- Opening Delimiter -

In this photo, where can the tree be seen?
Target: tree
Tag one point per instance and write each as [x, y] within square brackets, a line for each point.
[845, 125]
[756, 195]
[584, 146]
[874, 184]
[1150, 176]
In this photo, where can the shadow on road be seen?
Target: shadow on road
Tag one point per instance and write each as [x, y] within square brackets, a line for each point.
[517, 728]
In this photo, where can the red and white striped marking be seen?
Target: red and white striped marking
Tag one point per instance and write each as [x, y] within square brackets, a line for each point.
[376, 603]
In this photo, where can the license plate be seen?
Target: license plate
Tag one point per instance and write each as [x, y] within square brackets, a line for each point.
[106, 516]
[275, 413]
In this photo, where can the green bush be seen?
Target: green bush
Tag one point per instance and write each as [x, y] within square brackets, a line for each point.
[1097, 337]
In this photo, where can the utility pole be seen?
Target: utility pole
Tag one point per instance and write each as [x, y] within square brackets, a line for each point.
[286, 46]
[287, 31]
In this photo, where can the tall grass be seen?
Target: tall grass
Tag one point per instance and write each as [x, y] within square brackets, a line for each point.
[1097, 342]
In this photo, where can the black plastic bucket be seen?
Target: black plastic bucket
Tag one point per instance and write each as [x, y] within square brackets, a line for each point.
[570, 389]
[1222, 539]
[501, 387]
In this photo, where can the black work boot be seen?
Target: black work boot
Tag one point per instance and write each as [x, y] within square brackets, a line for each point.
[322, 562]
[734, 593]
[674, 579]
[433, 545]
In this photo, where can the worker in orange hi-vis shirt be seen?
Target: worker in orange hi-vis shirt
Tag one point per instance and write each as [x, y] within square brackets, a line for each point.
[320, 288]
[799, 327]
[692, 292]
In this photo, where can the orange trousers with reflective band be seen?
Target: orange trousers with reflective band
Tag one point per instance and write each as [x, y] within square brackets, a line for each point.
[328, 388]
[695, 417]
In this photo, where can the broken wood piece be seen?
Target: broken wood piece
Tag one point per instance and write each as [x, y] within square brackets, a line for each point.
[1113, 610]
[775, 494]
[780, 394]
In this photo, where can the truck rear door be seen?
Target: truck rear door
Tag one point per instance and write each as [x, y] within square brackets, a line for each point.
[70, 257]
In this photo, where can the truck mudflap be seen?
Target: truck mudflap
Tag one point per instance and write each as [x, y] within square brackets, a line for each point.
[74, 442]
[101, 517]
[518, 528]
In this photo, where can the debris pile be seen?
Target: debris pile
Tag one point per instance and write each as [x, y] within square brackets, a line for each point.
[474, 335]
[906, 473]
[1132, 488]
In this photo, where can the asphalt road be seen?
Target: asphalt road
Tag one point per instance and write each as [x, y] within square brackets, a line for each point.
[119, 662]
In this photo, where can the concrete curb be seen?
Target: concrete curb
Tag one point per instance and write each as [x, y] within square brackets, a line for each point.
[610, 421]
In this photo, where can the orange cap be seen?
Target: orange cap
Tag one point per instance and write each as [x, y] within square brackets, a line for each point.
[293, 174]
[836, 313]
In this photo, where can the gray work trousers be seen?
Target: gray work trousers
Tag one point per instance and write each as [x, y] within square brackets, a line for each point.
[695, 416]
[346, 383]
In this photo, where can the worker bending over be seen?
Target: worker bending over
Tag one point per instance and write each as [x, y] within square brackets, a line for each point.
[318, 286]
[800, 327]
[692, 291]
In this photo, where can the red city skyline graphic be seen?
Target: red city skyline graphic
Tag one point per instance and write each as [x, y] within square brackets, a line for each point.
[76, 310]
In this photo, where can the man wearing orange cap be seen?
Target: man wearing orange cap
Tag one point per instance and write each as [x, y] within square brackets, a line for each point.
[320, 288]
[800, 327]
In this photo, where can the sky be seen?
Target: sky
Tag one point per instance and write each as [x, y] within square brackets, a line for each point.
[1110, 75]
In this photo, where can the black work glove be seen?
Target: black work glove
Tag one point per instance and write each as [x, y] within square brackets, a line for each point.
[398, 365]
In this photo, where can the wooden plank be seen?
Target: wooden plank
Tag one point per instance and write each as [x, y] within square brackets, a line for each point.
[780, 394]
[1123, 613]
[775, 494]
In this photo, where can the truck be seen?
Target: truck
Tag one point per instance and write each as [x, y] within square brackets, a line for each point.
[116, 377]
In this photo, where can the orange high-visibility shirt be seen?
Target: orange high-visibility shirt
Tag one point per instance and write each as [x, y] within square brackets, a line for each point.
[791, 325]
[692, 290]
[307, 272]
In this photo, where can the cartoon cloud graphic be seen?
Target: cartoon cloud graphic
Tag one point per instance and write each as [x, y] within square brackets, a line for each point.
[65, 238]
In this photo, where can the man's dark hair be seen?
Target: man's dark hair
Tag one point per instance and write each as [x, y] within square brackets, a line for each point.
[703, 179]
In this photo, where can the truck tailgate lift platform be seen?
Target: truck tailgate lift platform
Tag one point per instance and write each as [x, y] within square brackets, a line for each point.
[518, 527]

- Closing Delimiter -

Return a copy of each line in the entries that contains "rear".

**Output below:**
In this photo, where can the truck rear door be seen?
Target: truck rear door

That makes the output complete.